(Beginning of Excerpted passage)
= Ora (film) =

Ora (or ORA) is a 2011 experimental 3D dance film filmed thermographically, capturing images of the dancers using only their body heat. The 15-minute short film was directed by Philippe Baylaucq as part of his two-year residency at the National Film Board of Canada (NFB) in Montreal. Ora was choreographed by José Navas, who had previously worked with Baylaucq on the NFB experimental dance film, Lodela.

The film is inspired by Darwin's theory of evolution and the myths of Narcissus and Prometheus.

==Production==
Baylaucq had experimented with standard-definition thermal imaging cameras, but wasn't satisfied with the results. Commercially available thermography produces brightly coloured images, while Baylaucq wanted high-definition cameras that could shoot in black and white, so images could be colourized afterwards. The director learned of an engineer based in California, Arn Adams, who had developed an HD thermographic system for the company Focalplane, owned by Lockheed Martin.

This technology is used by the United States military for night vision and military operations, as well as for scientific and medical applications, but was never used to film dance until Ora. While Baylaucq had "certain misgivings" about using military technology for his film, he secured permission from Lockheed Martin and the U.S. military as well as Canadian dance, production and directors unions to shoot the film in the United States, as this technology was not allowed to leave the country.
(End of Excerpted passage)
» Try it:
Please continue the article on the dance film Ora from the point where it stops.
(Beginning of Data provided)
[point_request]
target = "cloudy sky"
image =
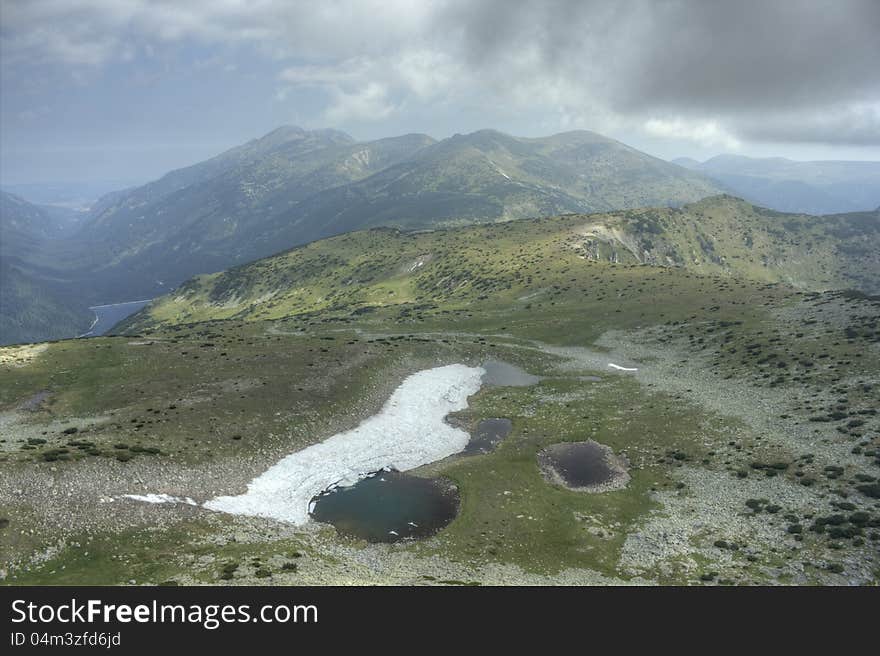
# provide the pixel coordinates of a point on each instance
(128, 89)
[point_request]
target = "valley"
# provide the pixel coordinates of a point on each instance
(742, 399)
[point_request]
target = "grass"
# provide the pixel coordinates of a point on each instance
(244, 367)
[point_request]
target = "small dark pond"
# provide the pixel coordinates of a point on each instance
(388, 506)
(487, 435)
(503, 374)
(581, 465)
(End of Data provided)
» Result of this task:
Production took place in an unheated warehouse in Vermont, close to the Canada–US border, with floor-to-ceiling sets made of heat-reflecting aluminum panels, which were constructed and shipped by truck from Montreal. Cameras had to be cooled by liquid nitrogen so they wouldn’t generate a heat signature themselves. They were also computer-dependent and could only record 2.5 minutes of footage before data needed to be downloaded, which also meant that dancers, wearing little in the cold building, had to stop every two minutes. The six dancers also had to perform without lighting or music.

Ora is also the first NFB film recorded in 7.1 surround sound. The film was shot in 3D as well as 2D, for wider distribution in areas of the world where 3D cinemas are not as popular. The NFB executive producer of Ora is René Chénier.

==Release==
The film premiered at the 2011 Toronto International Film Festival in the Short Cuts Canada section before being screened at the Festival du nouveau cinema with Wim Wenders’ 3-D dance film Pina. In December 2011, it was shown with Pina in Quebec cinemas.

In March 2012, Ora received the international short documentary audience award at the Thessaloniki Documentary Festival.